SUPPLIED TEXT:
--------------------

And so I want to say thank you to everyone who showed up yesterday to help decorate
the church and put the trees up and take the time to do that with us.
Really appreciate your willingness to, your willingness to help.
So it is the, it is the Advent season and sometimes we talk about Advent and
Christmas as if they're one in the same.
And for all intents and purposes, we can consider them to be one in the same.
But traditionally, when we think of Advent or what Advent is,
Advent is a time of preparation.
It is a period of time where we reflect backwards, where we think forwards,
and we are drawn into both a story of the promise of Jesus coming the first time as a little baby in,
a manger, you know, the sentimental story that we all know and love,
and also look forward to the hopeful promise and fulfillment of the promise
in his second coming or his return.
And so we have this Advent season, which is a season of preparation.
It is a season of looking forward. It is a season of hopefulness.
And in a world where everything or most things or a lot of things,
it depends on where you're sitting in the, where you're sitting in the room sometimes, right?
In a world where you look out into your world, the experiences you're having,
the circumstances that you're in, the relationships that you have,
things may look just only dark and only bleak and only with no future and no
hope that's resting inside of you.
And Advent is a season that wrestles with and helps us to live into the reality that there,
that we have hope in the coming of Jesus as Messiah and King, and at the same time,
not asking us to deny the very real and current realities of our life that sometimes
make it very difficult to say, yeah, you know what? I can be positive here.
I do have hope for the future.
I, everything, everything looks great. moving forward, because sometimes the
reality is that everything in your world does not look great moving forward.
And you may, you may feel the pressure as a person of faith or as a person who
wants to have faith to say, yeah, even though my world is falling apart,
I'm going to pretend like it's not,
so that I can paste on a smile and a facade and walk into church and when someone
asks me, hey, how are you doing?
I'm just going to say, it's great. I'm great. Everything's great when inside
it is anything but great.
It is anything but awesome. It is anything but hope-filled.
And so, that is, you know, there's, there's the, the scripture speaks to that.
The scripture speaks to that dichotomy that we live in as people who are pursuing
relationship with Jesus.
And taking an honest look at
the reality of scripture and the reality of a life lived following Jesus,
I think can give us hope that what we're experiencing in that dichotomy between
things being really bad but us having hope is an okay place to live.
It's okay to live in that place of tension.
You know, one of the things that we do on a Sunday morning, obviously,
when we get together, this might be your first time ever coming to church.
Might be your first time sitting in a church service.
And so you might think that, wow, this is really weird.
It started off as a concert where we all sung.
And now we're all sitting and listening to some guy talk.

--------------------

INFORMATION SHOWN:
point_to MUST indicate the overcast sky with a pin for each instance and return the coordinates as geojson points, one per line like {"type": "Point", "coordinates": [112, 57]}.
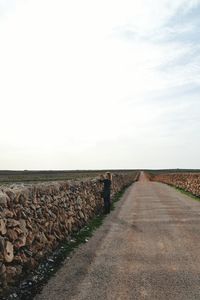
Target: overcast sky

--------------------

Reproduce the passage of the Advent sermon from "And Advent is" up to and including "be positive here.", word for word.

SOLUTION TO THE EXERCISE:
And Advent is a season that wrestles with and helps us to live into the reality that there,
that we have hope in the coming of Jesus as Messiah and King, and at the same time,
not asking us to deny the very real and current realities of our life that sometimes
make it very difficult to say, yeah, you know what? I can be positive here.